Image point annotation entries
______________________________

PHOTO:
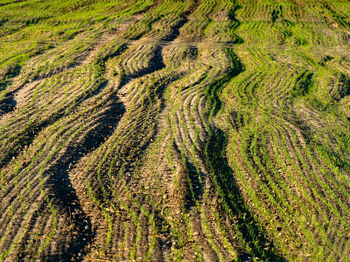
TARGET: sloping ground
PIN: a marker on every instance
(193, 130)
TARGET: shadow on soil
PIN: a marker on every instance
(64, 195)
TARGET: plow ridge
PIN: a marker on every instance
(163, 130)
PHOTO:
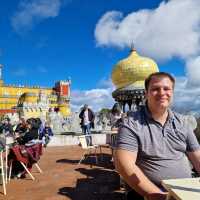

______________________________

Update the data above by changing every "marker" to "point" and keeping everything else the same. Omit the pictures from your answer.

PHOTO:
TARGET: sloping ground
PIN: a point on every instance
(193, 130)
TARGET: shadow on soil
PIN: a point on every instance
(64, 195)
TARGET: plow ridge
PIN: a point on every instance
(163, 130)
PHOTO:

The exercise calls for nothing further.